* [Consigne A]:
Produisez une copie exacte du passage de l'extrait sur la cohésion des équipes en cabinet, depuis « Grosses ou moyennes » jusqu'à « bon chef d’entreprise. ».

* [Extrait du texte]:
● ● ●
UN CHEF, UNE VISION, UN PROJET
« Pour constituer une bonne équipe il faut arriver à ce que tout le monde avance d’un seul pas, il faut un vrai projet, une volonté délibérée de donner une image au cabinet. Avant d’être donnée au client cette image doit être donnée aux troupes », poursuit Valérie Schneider-Macou, associée co-fondatrice du cabinet RCS & Associés.
Grosses ou moyennes structures, la nécessité d’un projet est la même. Que ce soit pour des équipes plus restreintes dont les membres doivent apprendre à se côtoyer en permanence, ou pour des entités plus importantes dont la somme des différents départements ne parvient pas à être égale au cabinet.
« Nous croyons vraiment que lorsqu’il y a un bon esprit de corps et une bonne ambiance, les clients le ressentent. Nous aurons réussi lorsque tous les clients diront
en passant notre seuil qu’ils sont bien chez nous. Peut-être est-ce parce que nous sommes des femmes », indique Sophie-Laurence Roy-Clémandot.
UN CHEF, UNE VISION, UN PROJET
Le développement d’un esprit de corps et de cohésion des équipes se travaille aussi par une approche managériale des relations humaines. Un cabinet est une entreprise et ce n’est pas parce qu’on est un bon avocat qu’on est un bon chef d’entreprise.
● ● ●
Entrées d'étiquetage de régions
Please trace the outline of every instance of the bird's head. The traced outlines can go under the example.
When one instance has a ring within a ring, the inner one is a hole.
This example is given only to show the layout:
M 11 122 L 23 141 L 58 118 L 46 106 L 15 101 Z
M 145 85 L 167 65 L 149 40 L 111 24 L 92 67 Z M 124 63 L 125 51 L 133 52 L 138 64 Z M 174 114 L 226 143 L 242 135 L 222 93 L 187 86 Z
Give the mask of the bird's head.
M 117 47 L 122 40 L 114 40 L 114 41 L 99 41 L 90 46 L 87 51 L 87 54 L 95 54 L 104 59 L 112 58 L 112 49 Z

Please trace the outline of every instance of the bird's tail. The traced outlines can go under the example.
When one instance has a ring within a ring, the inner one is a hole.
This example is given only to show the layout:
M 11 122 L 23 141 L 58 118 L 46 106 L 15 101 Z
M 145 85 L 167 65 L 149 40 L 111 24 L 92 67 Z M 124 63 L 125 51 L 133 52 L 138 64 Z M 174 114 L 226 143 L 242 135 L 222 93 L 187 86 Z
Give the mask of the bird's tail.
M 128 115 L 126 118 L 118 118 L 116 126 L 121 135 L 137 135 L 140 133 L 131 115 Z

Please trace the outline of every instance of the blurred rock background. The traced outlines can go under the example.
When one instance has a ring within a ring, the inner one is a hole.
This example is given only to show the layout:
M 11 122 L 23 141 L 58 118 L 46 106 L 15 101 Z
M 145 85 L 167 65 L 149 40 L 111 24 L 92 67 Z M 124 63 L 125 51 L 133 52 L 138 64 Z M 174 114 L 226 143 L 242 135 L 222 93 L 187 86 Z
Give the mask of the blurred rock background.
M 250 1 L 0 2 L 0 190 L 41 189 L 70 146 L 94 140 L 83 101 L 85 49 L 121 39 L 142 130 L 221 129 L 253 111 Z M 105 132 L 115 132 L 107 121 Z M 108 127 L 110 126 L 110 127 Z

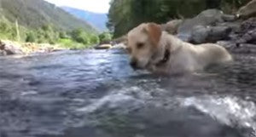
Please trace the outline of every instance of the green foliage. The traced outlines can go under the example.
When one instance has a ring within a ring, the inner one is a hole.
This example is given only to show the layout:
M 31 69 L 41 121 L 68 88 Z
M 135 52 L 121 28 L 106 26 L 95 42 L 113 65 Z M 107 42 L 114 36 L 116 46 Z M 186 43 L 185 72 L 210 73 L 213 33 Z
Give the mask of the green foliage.
M 60 45 L 61 45 L 64 48 L 71 49 L 86 49 L 89 48 L 88 45 L 84 45 L 83 43 L 75 42 L 72 39 L 68 38 L 61 38 L 59 39 L 57 42 Z
M 84 44 L 90 43 L 89 35 L 83 29 L 75 29 L 71 32 L 71 37 L 78 43 Z
M 99 35 L 100 43 L 109 42 L 112 40 L 112 35 L 109 32 L 103 32 Z
M 57 29 L 72 31 L 81 27 L 88 31 L 96 31 L 79 20 L 44 0 L 1 0 L 1 13 L 10 22 L 19 20 L 23 26 L 37 29 L 50 24 Z
M 35 34 L 33 32 L 28 32 L 26 34 L 26 37 L 25 41 L 28 43 L 35 43 L 36 42 Z
M 166 23 L 190 18 L 207 9 L 236 10 L 249 0 L 112 0 L 107 26 L 113 37 L 125 34 L 143 22 Z

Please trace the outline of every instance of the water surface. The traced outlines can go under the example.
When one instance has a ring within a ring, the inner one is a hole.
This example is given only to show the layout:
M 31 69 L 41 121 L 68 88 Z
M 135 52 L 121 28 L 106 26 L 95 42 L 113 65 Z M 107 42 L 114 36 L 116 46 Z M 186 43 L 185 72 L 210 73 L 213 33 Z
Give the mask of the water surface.
M 254 137 L 256 57 L 235 59 L 164 77 L 122 50 L 0 57 L 0 136 Z

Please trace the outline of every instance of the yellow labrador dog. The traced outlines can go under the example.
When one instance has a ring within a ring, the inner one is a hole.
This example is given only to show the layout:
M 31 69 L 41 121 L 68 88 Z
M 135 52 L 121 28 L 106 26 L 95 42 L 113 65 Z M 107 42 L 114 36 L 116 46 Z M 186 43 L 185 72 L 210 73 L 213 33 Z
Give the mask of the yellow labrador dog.
M 184 73 L 212 64 L 232 60 L 223 47 L 214 43 L 193 45 L 162 31 L 155 23 L 144 23 L 128 33 L 127 49 L 134 69 L 158 73 Z

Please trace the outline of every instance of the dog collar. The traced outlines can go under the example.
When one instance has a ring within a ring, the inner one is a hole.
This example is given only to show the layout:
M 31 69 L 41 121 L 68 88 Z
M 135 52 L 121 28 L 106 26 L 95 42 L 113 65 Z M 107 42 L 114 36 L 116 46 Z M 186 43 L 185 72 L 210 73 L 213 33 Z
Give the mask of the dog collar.
M 156 64 L 156 66 L 162 66 L 170 60 L 170 51 L 166 49 L 164 58 Z

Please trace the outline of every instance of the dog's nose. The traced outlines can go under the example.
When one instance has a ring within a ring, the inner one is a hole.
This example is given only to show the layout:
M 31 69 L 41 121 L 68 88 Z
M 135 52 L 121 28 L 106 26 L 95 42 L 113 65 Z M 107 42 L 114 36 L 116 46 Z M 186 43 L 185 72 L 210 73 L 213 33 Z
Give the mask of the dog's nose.
M 132 60 L 131 62 L 130 62 L 130 66 L 133 68 L 133 69 L 137 69 L 137 61 Z

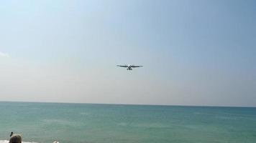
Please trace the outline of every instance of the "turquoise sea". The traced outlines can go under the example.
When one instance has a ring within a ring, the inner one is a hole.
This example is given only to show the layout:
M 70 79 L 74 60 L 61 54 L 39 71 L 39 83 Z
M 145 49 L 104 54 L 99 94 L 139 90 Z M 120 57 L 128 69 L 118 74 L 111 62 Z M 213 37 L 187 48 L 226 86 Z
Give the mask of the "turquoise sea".
M 255 143 L 256 108 L 0 102 L 0 142 Z

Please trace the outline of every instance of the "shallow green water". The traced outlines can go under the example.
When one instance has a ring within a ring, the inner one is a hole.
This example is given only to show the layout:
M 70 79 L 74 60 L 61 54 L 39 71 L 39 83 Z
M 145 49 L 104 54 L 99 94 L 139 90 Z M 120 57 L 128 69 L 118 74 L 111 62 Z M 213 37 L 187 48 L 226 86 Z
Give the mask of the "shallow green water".
M 256 141 L 256 108 L 0 102 L 0 142 Z

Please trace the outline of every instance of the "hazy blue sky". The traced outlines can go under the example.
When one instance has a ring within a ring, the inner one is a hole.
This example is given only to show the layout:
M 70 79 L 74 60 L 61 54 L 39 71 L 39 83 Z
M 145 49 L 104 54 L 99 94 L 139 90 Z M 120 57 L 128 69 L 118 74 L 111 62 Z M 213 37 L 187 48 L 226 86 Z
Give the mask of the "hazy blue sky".
M 0 19 L 1 101 L 256 107 L 255 1 L 6 0 Z

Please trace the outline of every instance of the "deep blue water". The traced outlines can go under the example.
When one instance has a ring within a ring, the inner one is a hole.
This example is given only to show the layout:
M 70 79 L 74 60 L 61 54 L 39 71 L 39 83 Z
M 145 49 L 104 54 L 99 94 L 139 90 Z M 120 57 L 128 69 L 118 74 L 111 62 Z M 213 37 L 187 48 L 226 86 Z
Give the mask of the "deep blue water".
M 256 108 L 0 102 L 0 143 L 255 143 Z

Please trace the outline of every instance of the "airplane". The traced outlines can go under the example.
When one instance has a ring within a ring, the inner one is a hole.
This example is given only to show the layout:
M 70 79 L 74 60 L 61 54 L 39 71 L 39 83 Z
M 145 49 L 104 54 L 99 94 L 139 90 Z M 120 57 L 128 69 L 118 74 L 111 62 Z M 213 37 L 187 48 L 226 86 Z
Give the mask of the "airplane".
M 142 67 L 142 66 L 135 66 L 135 65 L 134 65 L 134 64 L 132 64 L 132 65 L 130 65 L 130 64 L 128 64 L 128 65 L 127 65 L 127 64 L 125 64 L 125 65 L 124 65 L 124 66 L 122 66 L 122 65 L 116 65 L 117 66 L 120 66 L 120 67 L 126 67 L 126 68 L 127 68 L 127 70 L 132 70 L 132 68 L 134 68 L 134 67 Z

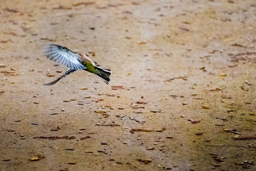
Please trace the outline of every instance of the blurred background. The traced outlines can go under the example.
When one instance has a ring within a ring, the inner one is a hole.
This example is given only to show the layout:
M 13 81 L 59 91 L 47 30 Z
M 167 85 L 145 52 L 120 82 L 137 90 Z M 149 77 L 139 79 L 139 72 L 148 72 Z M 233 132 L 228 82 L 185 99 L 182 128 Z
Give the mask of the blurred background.
M 1 170 L 256 169 L 254 0 L 0 1 Z M 111 68 L 111 86 L 41 49 Z

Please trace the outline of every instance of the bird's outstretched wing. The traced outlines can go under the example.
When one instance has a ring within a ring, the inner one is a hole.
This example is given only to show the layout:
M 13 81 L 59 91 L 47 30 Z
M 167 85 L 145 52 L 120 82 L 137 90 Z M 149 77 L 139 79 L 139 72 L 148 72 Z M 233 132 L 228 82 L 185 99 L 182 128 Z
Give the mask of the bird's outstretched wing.
M 49 44 L 43 48 L 43 51 L 48 59 L 65 64 L 70 68 L 75 70 L 85 69 L 84 66 L 79 61 L 79 55 L 67 47 Z

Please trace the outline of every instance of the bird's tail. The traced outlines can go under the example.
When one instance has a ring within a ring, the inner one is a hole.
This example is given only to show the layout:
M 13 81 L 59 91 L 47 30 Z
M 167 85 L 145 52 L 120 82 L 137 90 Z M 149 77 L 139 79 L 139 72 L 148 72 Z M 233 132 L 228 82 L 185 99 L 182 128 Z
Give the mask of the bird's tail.
M 103 79 L 103 81 L 107 84 L 109 84 L 109 76 L 111 74 L 111 71 L 109 69 L 105 69 L 105 68 L 102 68 L 99 66 L 95 66 L 95 73 L 99 76 L 100 78 Z

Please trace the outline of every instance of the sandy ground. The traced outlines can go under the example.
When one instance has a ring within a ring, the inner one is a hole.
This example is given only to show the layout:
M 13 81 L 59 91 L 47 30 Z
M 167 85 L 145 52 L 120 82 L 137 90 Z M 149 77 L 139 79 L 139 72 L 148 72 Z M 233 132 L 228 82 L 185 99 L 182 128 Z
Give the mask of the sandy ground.
M 1 170 L 256 170 L 255 1 L 0 9 Z M 80 71 L 43 86 L 67 70 L 45 43 L 111 68 L 111 85 Z

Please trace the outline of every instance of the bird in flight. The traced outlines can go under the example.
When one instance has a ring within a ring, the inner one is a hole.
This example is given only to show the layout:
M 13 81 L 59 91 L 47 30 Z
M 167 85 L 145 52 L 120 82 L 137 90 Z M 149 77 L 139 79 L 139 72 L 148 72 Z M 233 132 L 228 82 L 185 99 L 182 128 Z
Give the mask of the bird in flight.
● ● ●
* [Consigne B]:
Renvoyez à l'identique les enregistrements, depuis leur tout début jusqu'à la ligne contenant « M 117 47 L 122 », celle-ci comprise.

* [Réponse complète A]:
Grosses ou moyennes structures, la nécessité d’un projet est la même. Que ce soit pour des équipes plus restreintes dont les membres doivent apprendre à se côtoyer en permanence, ou pour des entités plus importantes dont la somme des différents départements ne parvient pas à être égale au cabinet.
« Nous croyons vraiment que lorsqu’il y a un bon esprit de corps et une bonne ambiance, les clients le ressentent. Nous aurons réussi lorsque tous les clients diront
en passant notre seuil qu’ils sont bien chez nous. Peut-être est-ce parce que nous sommes des femmes », indique Sophie-Laurence Roy-Clémandot.
UN CHEF, UNE VISION, UN PROJET
Le développement d’un esprit de corps et de cohésion des équipes se travaille aussi par une approche managériale des relations humaines. Un cabinet est une entreprise et ce n’est pas parce qu’on est un bon avocat qu’on est un bon chef d’entreprise.

* [Réponse complète B]:
Please trace the outline of every instance of the bird's head. The traced outlines can go under the example.
When one instance has a ring within a ring, the inner one is a hole.
This example is given only to show the layout:
M 11 122 L 23 141 L 58 118 L 46 106 L 15 101 Z
M 145 85 L 167 65 L 149 40 L 111 24 L 92 67 Z M 124 63 L 125 51 L 133 52 L 138 64 Z M 174 114 L 226 143 L 242 135 L 222 93 L 187 86 Z
Give the mask of the bird's head.
M 117 47 L 122 40 L 114 40 L 114 41 L 99 41 L 90 46 L 87 51 L 87 54 L 95 54 L 104 59 L 112 58 L 112 49 Z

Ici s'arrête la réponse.